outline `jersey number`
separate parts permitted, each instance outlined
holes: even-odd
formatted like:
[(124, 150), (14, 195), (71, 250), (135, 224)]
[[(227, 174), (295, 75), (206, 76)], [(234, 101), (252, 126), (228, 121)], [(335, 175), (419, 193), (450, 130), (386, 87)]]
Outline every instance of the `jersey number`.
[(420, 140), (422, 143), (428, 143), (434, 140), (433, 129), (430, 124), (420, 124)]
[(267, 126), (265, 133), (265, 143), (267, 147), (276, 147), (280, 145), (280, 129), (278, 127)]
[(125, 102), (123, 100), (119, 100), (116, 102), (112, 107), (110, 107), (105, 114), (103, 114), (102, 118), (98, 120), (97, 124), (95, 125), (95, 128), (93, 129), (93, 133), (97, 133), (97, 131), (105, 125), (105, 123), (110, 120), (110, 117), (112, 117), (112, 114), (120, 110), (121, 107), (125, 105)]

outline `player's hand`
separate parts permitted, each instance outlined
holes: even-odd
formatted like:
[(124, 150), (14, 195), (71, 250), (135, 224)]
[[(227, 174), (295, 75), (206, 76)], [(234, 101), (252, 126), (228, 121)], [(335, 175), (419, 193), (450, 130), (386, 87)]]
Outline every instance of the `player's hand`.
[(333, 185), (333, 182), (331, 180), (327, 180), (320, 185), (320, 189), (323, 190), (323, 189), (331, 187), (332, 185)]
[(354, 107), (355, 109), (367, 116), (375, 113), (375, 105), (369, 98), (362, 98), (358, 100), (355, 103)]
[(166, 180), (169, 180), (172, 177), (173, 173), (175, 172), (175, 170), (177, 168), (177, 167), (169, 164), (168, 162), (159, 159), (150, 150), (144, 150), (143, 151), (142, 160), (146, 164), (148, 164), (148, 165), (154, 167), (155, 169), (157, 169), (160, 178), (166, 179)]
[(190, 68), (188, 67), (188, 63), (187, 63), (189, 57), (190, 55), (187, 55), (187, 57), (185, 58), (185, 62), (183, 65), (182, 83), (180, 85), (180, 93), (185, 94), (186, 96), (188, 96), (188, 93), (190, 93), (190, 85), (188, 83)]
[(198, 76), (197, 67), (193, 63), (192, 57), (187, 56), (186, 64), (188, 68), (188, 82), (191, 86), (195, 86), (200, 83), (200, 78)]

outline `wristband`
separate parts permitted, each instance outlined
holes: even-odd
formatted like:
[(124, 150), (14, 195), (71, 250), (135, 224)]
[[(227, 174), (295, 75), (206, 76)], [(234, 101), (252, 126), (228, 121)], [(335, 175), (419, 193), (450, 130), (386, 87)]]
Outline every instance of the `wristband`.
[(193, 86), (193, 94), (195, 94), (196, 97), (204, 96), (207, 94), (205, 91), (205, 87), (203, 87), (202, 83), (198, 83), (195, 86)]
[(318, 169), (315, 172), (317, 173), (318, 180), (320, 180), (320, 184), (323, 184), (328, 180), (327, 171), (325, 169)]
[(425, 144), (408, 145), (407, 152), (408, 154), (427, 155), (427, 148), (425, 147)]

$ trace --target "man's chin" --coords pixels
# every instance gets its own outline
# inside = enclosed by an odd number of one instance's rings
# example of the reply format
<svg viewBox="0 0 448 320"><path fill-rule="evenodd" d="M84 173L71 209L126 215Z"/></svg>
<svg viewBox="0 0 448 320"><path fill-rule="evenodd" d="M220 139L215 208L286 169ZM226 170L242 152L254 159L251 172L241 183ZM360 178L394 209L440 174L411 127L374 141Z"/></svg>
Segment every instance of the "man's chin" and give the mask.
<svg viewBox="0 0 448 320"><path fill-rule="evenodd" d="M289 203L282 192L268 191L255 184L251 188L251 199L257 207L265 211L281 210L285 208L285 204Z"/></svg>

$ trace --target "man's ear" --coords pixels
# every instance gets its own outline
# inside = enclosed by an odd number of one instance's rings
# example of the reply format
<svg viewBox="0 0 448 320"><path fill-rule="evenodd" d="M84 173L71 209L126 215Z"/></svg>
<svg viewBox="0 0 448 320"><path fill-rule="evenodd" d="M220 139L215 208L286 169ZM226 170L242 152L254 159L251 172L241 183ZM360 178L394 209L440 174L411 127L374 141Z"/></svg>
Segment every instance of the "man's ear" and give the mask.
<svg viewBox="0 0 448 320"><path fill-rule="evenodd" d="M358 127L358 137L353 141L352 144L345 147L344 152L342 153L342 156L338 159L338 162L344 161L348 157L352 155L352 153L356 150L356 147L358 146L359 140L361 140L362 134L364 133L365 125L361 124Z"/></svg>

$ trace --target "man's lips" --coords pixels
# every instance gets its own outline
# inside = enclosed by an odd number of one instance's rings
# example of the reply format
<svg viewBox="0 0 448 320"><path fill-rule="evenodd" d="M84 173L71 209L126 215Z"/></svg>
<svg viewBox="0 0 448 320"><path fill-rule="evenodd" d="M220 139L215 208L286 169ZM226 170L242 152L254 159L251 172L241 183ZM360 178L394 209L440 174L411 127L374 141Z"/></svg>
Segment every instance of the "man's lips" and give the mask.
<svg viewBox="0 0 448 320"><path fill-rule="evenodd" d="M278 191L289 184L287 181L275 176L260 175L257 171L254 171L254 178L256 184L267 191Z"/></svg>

.....

Exercise aim
Count each line of the listing above that holds the string "coords", and state that count without anything added.

Finished task
3